>> start Records shown
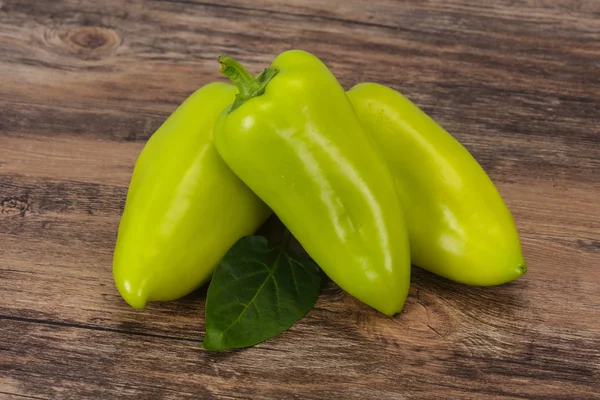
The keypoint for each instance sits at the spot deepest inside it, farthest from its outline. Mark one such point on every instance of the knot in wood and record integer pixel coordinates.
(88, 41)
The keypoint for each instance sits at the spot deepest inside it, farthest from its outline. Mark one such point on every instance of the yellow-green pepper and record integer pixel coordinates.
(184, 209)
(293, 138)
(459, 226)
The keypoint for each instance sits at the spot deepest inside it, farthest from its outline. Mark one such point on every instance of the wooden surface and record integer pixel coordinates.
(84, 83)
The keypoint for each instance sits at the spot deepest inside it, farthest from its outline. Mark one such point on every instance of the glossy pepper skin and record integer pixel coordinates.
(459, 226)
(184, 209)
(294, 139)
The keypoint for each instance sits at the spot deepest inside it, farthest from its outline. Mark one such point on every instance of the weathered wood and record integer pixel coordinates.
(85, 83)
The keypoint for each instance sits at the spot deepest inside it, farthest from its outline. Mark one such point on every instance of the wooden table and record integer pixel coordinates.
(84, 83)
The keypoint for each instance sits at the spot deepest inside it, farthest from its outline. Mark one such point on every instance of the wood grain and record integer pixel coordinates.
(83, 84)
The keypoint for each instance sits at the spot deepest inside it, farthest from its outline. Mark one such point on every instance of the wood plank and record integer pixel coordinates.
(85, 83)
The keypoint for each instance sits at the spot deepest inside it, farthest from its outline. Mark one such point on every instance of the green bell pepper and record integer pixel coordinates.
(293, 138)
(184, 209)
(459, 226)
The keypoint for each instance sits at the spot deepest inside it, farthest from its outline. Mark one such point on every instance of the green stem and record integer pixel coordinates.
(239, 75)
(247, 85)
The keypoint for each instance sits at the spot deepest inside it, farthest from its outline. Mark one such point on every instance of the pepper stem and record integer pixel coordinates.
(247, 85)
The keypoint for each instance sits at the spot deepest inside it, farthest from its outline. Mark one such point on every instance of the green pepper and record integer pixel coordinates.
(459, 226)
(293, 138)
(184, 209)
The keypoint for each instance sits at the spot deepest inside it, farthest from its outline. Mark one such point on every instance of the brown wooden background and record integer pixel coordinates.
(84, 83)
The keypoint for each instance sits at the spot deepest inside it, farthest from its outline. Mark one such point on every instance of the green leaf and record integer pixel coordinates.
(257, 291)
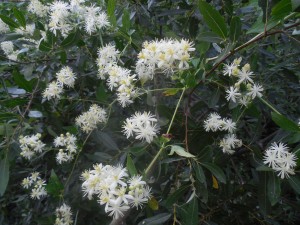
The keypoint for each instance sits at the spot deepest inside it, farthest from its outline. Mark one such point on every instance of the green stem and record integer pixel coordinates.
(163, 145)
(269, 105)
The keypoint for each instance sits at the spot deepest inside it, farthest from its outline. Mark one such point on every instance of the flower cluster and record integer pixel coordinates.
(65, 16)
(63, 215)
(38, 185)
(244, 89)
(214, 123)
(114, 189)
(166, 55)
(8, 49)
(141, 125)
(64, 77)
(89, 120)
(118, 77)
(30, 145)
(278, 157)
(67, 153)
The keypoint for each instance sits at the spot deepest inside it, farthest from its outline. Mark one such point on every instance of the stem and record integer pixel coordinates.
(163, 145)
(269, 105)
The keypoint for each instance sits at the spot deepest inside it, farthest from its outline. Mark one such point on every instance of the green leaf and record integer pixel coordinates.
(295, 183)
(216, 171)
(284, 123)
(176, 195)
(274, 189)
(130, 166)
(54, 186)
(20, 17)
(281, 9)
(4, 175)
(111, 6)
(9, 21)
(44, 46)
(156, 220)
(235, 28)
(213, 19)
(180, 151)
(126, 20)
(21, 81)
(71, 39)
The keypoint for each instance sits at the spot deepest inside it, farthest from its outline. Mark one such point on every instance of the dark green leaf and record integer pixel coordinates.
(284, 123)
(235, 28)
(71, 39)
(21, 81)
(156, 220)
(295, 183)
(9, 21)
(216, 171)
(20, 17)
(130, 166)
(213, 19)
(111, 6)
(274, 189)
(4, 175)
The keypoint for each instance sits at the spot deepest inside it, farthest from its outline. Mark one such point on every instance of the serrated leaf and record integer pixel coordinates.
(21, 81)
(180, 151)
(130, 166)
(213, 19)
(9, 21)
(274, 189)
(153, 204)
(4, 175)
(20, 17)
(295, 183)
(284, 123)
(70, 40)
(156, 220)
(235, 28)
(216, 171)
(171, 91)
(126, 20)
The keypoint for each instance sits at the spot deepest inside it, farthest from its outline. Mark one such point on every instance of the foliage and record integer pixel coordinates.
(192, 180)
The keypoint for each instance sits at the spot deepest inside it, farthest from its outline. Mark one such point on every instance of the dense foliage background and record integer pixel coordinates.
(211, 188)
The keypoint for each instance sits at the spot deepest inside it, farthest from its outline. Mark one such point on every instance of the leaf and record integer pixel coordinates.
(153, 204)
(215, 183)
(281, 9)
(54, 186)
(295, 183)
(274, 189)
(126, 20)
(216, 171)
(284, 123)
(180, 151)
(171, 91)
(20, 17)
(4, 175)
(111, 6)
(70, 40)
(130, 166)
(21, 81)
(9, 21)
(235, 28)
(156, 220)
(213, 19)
>> end Records shown
◆ **Task brief**: In your copy of the records, include no pictures; repeat everything else exactly.

◆ **Task response**:
The keypoint for each instance sits at the spot deepest inside it, farthest from its outline. Mark one such point on every instance of the knot in wood and record integer pixel coordinates.
(88, 41)
The keypoint for each instance sits at the spot deepest inside it, farthest from its outline. Mark one such point on every instance of the yellow-green pepper and record integer pixel coordinates.
(184, 209)
(293, 138)
(459, 226)
The keypoint for each instance sits at the spot deepest inside it, farthest from its outline. Mark one such point on every instance of the wooden surface and record integer pixel coordinates.
(84, 83)
The keypoint for each instance sits at the spot deepest inside it, farthest from its outline. Mark one such point on every instance of the glossy pepper skin and record integer pixel coordinates.
(459, 226)
(184, 209)
(294, 139)
The keypoint for each instance sits at the spot deepest inside it, farthest from its outline. Mark one such point on every instance of the weathered wood and record integer pixel coordinates.
(85, 83)
The keypoint for each instance sits at the spot deepest inside it, farthest from its outline. Mark one such point on every instance of the wooden table and record integer pixel coordinates.
(84, 83)
The keypoint for each instance sits at the spot deepest inside it, farthest from its outline. Mark one such point on every instance of the wood grain and record integer pixel coordinates.
(83, 84)
The keypoint for each instance sits at the spot deepest inside it, farthest from its outline. Mark one such point on every instance of the wood plank and record integer pixel coordinates.
(85, 83)
The keypoint for each instance sits at the spot deepest inside it, farthest from its outline. Mark one such point on every instance of the green bell pepper and record integer pixel coordinates.
(293, 138)
(184, 209)
(459, 226)
The keypoint for each instance sits at the spot deepest inside it, farthest from its outline. Mark one such point on every instance of the green stem and record integer pixel coordinates.
(239, 75)
(247, 85)
The keypoint for each instance sits at the spot deepest inside it, farthest from its outline. Mark one such point on every instance of the pepper stem and record integer pixel coordinates.
(247, 85)
The keypoint for each instance sits at the spot deepest inside it, farthest from its outline. Mark one such point on every instance of the green pepper and record integer pixel coordinates.
(459, 226)
(293, 138)
(184, 209)
The keypoint for each instance sits at the spot deepest inside it, farthest from its outline. Mark one such point on every instance of the brown wooden background and record integer pixel coordinates.
(84, 83)
The keypoint for each instance sits at the spot deepest inside it, farthest from its outline. Mark one such point on every instance of the green leaf and record integer pixel coordinates.
(257, 291)
The keypoint for each instance sits at the spot deepest inside it, farthest from its outline. Mark one such point on every instance of the green stem and record integer pixel coordinates.
(163, 145)
(269, 105)
The keypoint for each instance sits at the spot deepest inside it, farthest from its outline. Mark one such point on every instance of the flower cluster and record integer pixel coordinates.
(65, 16)
(63, 215)
(38, 185)
(244, 89)
(214, 123)
(114, 189)
(166, 55)
(8, 49)
(141, 125)
(64, 77)
(89, 120)
(118, 77)
(30, 145)
(278, 157)
(67, 153)
The keypoint for each instance sits at the spot deepest inside it, farthest from its outline. Mark one such point on every instance of the stem and record integer pixel coordinates.
(163, 145)
(269, 105)
The keypoint for each instance sits at the spot deepest inside it, farthest from its outline. Mark one such point on every instance of the green leaf and record integer pixel coordinates.
(295, 183)
(216, 171)
(284, 123)
(176, 195)
(274, 189)
(130, 166)
(54, 186)
(20, 17)
(281, 9)
(4, 175)
(111, 6)
(9, 21)
(44, 46)
(156, 220)
(235, 28)
(213, 19)
(180, 151)
(126, 20)
(21, 81)
(71, 39)
The keypoint for each instance sits at the spot deepest inside it, farthest from its outline. Mark one such point on every instance of the dark green leaf and record integer pixel coordinates.
(284, 123)
(235, 28)
(71, 39)
(21, 81)
(156, 220)
(295, 183)
(9, 21)
(216, 171)
(20, 17)
(130, 166)
(213, 19)
(111, 6)
(274, 189)
(4, 175)
The keypoint for each instance sits at the spot deepest inside it, farthest from its outline. Mark one such point on every instance of the serrated leaf and record integer pixel coordinates.
(21, 81)
(180, 151)
(130, 166)
(213, 19)
(9, 21)
(274, 189)
(153, 204)
(4, 175)
(20, 17)
(295, 183)
(284, 123)
(70, 40)
(156, 220)
(235, 28)
(216, 171)
(171, 91)
(126, 20)
The keypoint for each instance sits at the spot deepest inside it, farthest from its outline. Mark one such point on every instance of the foliage and record integer pixel coordinates.
(192, 180)
The keypoint for each instance sits at the spot deepest inside it, farthest from its outline. Mark one such point on every instance of the dense foliage background and record integer pixel coordinates.
(211, 188)
The keypoint for each instance sits at the spot deepest inside it, farthest from its outline. Mark one such point on every instance of the leaf and record integer pixel coordinates.
(153, 204)
(215, 183)
(281, 9)
(54, 186)
(295, 183)
(274, 189)
(126, 20)
(216, 171)
(284, 123)
(180, 151)
(171, 91)
(20, 17)
(4, 175)
(111, 6)
(70, 40)
(130, 166)
(21, 81)
(9, 21)
(235, 28)
(156, 220)
(213, 19)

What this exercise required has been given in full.